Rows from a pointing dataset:
================

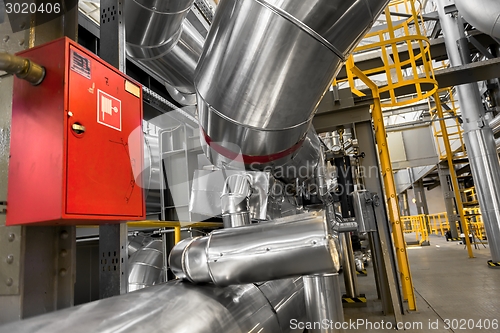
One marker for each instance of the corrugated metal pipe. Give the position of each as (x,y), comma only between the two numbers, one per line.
(146,266)
(484,15)
(23,68)
(180,307)
(160,38)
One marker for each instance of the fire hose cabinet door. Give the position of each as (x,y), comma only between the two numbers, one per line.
(100,181)
(72,155)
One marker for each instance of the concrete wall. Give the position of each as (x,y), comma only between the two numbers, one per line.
(435,201)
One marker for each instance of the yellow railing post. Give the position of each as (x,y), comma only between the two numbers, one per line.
(390,188)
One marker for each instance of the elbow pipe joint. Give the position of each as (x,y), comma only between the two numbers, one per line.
(266,251)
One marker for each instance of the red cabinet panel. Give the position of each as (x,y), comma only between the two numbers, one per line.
(70,159)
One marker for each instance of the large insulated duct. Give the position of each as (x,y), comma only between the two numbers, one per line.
(159,37)
(265,67)
(179,307)
(484,15)
(146,266)
(286,247)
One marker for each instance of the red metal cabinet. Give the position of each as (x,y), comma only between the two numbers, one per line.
(70,157)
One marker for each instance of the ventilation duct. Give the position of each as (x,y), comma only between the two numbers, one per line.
(160,38)
(265,68)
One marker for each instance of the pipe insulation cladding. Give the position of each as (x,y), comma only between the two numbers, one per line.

================

— DIRECTIONS FOR THIS TASK —
Convert every line of the entries above into a numbered list, skipping blank lines and leaving the pictures out.

— COMPLETED EXERCISE —
1. One marker for each instance of the corrugated metal pipe. Give the position of each as (x,y), comma only between the two numbers, one per line.
2. (146,266)
3. (484,15)
4. (23,68)
5. (180,307)
6. (160,38)
7. One marker for each instance of the fire hose cabinet door. Give the position of each as (x,y), comma only between the two numbers, one per line.
8. (100,181)
9. (72,155)
10. One marker for each instance of the concrete wall. Give the position of each as (x,y), comma only between the two numbers, one per line.
11. (435,201)
12. One marker for each instance of the yellow railing post. Give the position of each as (x,y), comma only between the two numbers, one per line.
13. (390,188)
14. One marker for each instance of the elbow pipe joint. Give the position of each as (x,y), comma only between the two numbers, one per line.
15. (266,251)
16. One marker for each instance of the red cabinet panel. Give the position of each as (x,y), comma only between the two numbers, one per line.
17. (70,159)
18. One marker for each instance of the large insulated duct. Give the position of each as (x,y), comma only between the two numbers, one per line.
19. (159,37)
20. (265,67)
21. (179,307)
22. (484,15)
23. (146,266)
24. (286,247)
25. One marker for each instance of the red metal cabinet. Give the position of each as (x,y), comma only between the two numbers, one per line.
26. (70,157)
27. One marker for each instance of the ventilation duct. Give the position of each as (x,y), comma only between the two numbers, one per line.
28. (160,38)
29. (265,68)
30. One marker for each instance of the pipe insulation cladding. Give the position of each as (x,y), comma only between the two numbers, one per line.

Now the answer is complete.